WHAT THE TASK REQUIRES: Rewrite every row below, replacing "dot" with "marker" and leaving all other text unchanged.

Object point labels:

|---|

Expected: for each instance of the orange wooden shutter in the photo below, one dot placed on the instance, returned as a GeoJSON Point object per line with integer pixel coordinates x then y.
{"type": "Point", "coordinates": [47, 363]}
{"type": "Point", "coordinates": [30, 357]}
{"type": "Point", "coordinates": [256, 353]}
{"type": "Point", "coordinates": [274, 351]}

|---|

SOLUTION FOR THIS TASK:
Expected: for each instance of the orange wooden shutter in the photo below, one marker placed on the instance, returned as a GeoJSON Point object per line with integer pixel coordinates x then y.
{"type": "Point", "coordinates": [47, 363]}
{"type": "Point", "coordinates": [30, 357]}
{"type": "Point", "coordinates": [256, 353]}
{"type": "Point", "coordinates": [274, 351]}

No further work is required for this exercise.